* **Task goal**: Every record that follows needs to be written out again, exactly.

* **Records supplied**:
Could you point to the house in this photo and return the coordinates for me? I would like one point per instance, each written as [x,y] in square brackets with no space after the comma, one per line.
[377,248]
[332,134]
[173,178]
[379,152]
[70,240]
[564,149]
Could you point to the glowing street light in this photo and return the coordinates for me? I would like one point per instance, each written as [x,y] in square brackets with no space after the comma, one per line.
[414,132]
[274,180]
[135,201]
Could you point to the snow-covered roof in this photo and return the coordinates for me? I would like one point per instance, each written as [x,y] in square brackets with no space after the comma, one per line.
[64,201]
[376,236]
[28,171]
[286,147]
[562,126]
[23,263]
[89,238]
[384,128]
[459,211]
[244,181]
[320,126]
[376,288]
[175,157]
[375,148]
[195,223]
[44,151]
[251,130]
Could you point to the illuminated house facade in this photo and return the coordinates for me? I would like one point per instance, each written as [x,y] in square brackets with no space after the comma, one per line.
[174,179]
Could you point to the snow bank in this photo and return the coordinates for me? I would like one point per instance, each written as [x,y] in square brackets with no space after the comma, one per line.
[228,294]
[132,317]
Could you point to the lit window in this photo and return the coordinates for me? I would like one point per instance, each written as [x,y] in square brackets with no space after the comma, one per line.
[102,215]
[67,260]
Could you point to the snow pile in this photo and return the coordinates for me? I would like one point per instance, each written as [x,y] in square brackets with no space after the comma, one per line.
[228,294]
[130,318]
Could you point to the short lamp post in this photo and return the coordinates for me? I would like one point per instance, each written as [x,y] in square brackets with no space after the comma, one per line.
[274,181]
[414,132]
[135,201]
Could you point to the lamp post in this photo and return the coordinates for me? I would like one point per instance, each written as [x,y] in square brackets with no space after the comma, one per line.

* **Answer to the exercise**:
Could you point to the house in this photo and return the coordinates for me? I would like one point per instance, each written as [x,y] in square brackets with no space after the comma, one per line.
[377,248]
[332,134]
[173,178]
[379,152]
[70,240]
[564,149]
Could you point to the glowing street light in this photo and return the coordinates for me? I would like one point per instance, each written as [x,y] in square brackets with no space after the comma, one per line.
[414,132]
[274,180]
[135,201]
Could you point to the snow-covered roof in this photo and return the coordinates for me? I would like one point per instance, each written as [x,y] in square brackets with no space after the comma, one per line.
[64,201]
[376,236]
[28,171]
[286,147]
[562,126]
[23,263]
[89,238]
[384,128]
[459,211]
[244,181]
[320,126]
[376,288]
[175,157]
[375,148]
[195,223]
[44,151]
[251,130]
Could you point to the illuminated house facade in this photo and return the coordinates for me? I would like one point per instance, each written as [x,y] in square brackets with no space after the comma, one per line.
[174,179]
Could you point to the snow bank in this photo and return the coordinates for me? I would like one point per instance, each written as [x,y] in square brackets with no space after the comma, one per line.
[228,294]
[132,317]
Could you point to the lit window in this photo and return the coordinates for me? I would like one point per instance, each written as [x,y] in square brackets with no space after the comma, one per line.
[102,215]
[67,260]
Could you point to the snow pile in this photo and return the coordinates for me? I would like one point per instance, each written as [x,y] in square brackets with no space after the comma, one per line.
[228,294]
[130,318]
Could you point to the short lamp post in this photo and return the coordinates for me? I would like one point per instance, each written as [x,y] in square brackets with no space after the comma, one per line.
[274,181]
[414,132]
[135,201]
Could you point to the lamp post in this photo and return the coordinates for me? I would like one point per instance, each written as [x,y] in square brackets with no space after the comma, one per line.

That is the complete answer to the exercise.